------ TEXT PROVIDED
What Hospice Providers Should Start Doing Today

The transition deadline may be more than a year away, but waiting until the last quarter of 2025 will create unnecessary risk. Early preparation allows providers to identify gaps and build new workflows before HOPE becomes mandatory. Key steps include:

  • Identifying responsible staff: Assign clinicians who will complete HOPE assessments and clarify roles across teams.

  • Reviewing workflows: Align internal processes with HOPE visit timelines, which include admission, follow-up, and discharge touchpoints.

  • Auditing current documentation: Evaluate how symptom tracking and care notes are currently documented, and identify where improvements are needed.

  • Coordinating with EHR vendors: Confirm that electronic health record systems are updating templates and fields to accommodate HOPE data.

  • Launching training efforts: Begin educating clinical teams, especially around symptom follow-up visits and the importance of consistent, structured documentation.

Starting now ensures that new processes become routine by the time HOPE goes live, reducing the risk of compliance gaps.

Preparing Systems and Workflows for HOPE

The operational shift from HIS to HOPE requires more than clinician education. It calls for systemic adjustments to how hospice providers manage data across admission, care delivery, and billing.

  • Documentation templates should be updated to reflect HOPE’s structure, making it easier for staff to record information in real time without duplicating work.

  • Data sharing must be seamless between teams. Admission staff, clinical staff, and billing teams should all have visibility into the same information to reduce discrepancies.

  • Compliance dashboards should be established internally. Tracking metrics such as submission rates, error rates, and timeliness will allow leadership to spot risks before CMS audits reveal them.

These adjustments will not only prepare agencies for HOPE but also create more efficient and integrated operations overall.

How Providers Can Benefit from External Support

For many organizations, the HOPE transition will require additional bandwidth. Coding and documentation teams may already be stretched, and clinical staff will need time to adapt to new reporting requirements. External partners can play an important role in bridging the gap.

  • Pre-implementation audits can highlight areas where current documentation practices fall short of HOPE standards, giving providers a roadmap for improvement.

  • Workflow consulting helps ensure that operational processes, from admission through discharge, are aligned with HOPE’s requirements.

  • Clinical documentation reviews can verify that symptom tracking and care notes are being captured in ways that support both compliance and care planning.

  • Training programs tailored to HOPE and OASIS prepare clinicians to complete assessments confidently and consistently.

Hospices that leverage external expertise often find the transition smoother and less disruptive. By building capacity before October 2025, agencies can avoid rushed changes that strain staff and increase error rates.

Looking Beyond October 2025

The HOPE tool is not just a compliance mandate. It represents a cultural shift in hospice care toward real-time quality measurement and patient-centered outcomes. By capturing data at admission, during care, and at discharge, HOPE ensures that quality reporting reflects the entire patient journey.

Hospice providers that prepare thoroughly will not only avoid penalties but also strengthen their clinical practices. Improved documentation leads to better symptom management, clearer care planning, and more reliable quality benchmarks. In the long term, this positions providers to thrive in a healthcare environment that increasingly rewards transparency, accountability, and outcomes.

Final Takeaways

The transition from HIS to HOPE is one of the most significant changes hospice providers will face in the coming years. CMS has made clear that beginning October 1, 2025, compliance will no longer be optional, and penalties for delays will be steep.

Hospices that act early by adjusting workflows, preparing systems, training staff, and seeking external support where needed will be ready, not just to comply, but to improve the quality of care delivered. The countdown to HOPE is underway, and readiness today will define success tomorrow.
------------
------ STUDY MATERIAL
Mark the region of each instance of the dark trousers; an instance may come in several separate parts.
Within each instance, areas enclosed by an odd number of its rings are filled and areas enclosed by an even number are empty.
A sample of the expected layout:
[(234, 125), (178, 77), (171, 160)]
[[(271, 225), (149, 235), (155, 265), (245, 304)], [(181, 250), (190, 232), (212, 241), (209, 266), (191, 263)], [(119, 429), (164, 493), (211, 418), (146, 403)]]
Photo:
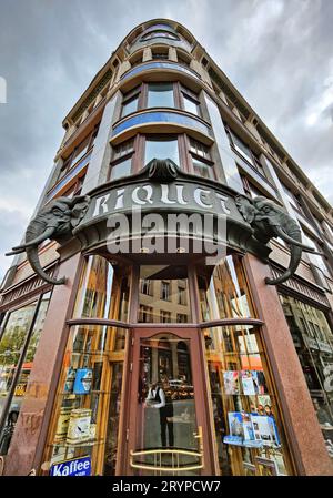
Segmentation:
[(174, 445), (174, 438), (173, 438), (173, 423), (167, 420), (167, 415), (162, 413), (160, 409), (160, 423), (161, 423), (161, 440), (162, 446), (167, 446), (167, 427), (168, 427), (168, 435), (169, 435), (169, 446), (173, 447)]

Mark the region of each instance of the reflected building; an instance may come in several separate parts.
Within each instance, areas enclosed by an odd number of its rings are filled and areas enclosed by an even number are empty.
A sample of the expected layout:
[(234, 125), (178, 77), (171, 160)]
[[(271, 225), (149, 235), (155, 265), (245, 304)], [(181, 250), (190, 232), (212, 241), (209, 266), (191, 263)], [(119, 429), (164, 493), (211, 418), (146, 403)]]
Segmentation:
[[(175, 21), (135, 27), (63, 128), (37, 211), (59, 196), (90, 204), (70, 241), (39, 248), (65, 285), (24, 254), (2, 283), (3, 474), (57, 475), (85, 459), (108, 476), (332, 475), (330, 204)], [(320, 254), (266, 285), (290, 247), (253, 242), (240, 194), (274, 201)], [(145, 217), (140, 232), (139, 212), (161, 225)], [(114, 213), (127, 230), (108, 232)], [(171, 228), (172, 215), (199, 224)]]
------------
------ STUDY MATERIAL
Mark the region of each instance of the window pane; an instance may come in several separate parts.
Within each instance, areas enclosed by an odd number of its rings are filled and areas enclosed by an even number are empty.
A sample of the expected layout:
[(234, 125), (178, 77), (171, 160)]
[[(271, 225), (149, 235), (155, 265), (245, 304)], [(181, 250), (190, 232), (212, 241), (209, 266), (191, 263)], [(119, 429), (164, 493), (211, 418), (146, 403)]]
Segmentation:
------------
» EXPLORE THE MATERIAL:
1. List the key steps that the text on the HOPE transition says hospice providers should start doing today.
2. Answer these questions from the text on the HOPE transition:
(a) From what date does CMS make compliance no longer optional?
(b) Which three groups should all have visibility into the same information?
(c) Which metrics does the text name for tracking on compliance dashboards?
Answer using only the text on the HOPE transition.

» SOLUTIONS TO THE PROBLEMS:
1.
Identifying responsible staff
Reviewing workflows
Auditing current documentation
Coordinating with EHR vendors
Launching training efforts

2.
(a) October 1, 2025
(b) Admission staff, clinical staff, and billing teams
(c) Submission rates, error rates, and timeliness